§ **Prompt**: Restate the records that follow word for word; no pictures should appear.

------ Source data

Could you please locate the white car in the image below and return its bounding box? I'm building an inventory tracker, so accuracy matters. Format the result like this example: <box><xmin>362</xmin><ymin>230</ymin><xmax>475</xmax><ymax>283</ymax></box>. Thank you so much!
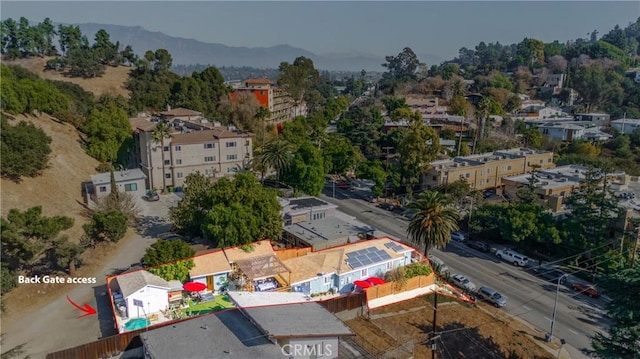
<box><xmin>428</xmin><ymin>255</ymin><xmax>450</xmax><ymax>276</ymax></box>
<box><xmin>451</xmin><ymin>274</ymin><xmax>476</xmax><ymax>292</ymax></box>
<box><xmin>495</xmin><ymin>249</ymin><xmax>529</xmax><ymax>266</ymax></box>
<box><xmin>450</xmin><ymin>231</ymin><xmax>466</xmax><ymax>242</ymax></box>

------------

§ **Answer area**:
Could you please locate the white car in the image below and return its bounding box? I'm building an inventory tracker, so accuracy matters. Format the result like this example: <box><xmin>362</xmin><ymin>230</ymin><xmax>475</xmax><ymax>283</ymax></box>. Thank you so much!
<box><xmin>428</xmin><ymin>255</ymin><xmax>450</xmax><ymax>276</ymax></box>
<box><xmin>451</xmin><ymin>274</ymin><xmax>476</xmax><ymax>292</ymax></box>
<box><xmin>495</xmin><ymin>249</ymin><xmax>529</xmax><ymax>266</ymax></box>
<box><xmin>450</xmin><ymin>231</ymin><xmax>466</xmax><ymax>242</ymax></box>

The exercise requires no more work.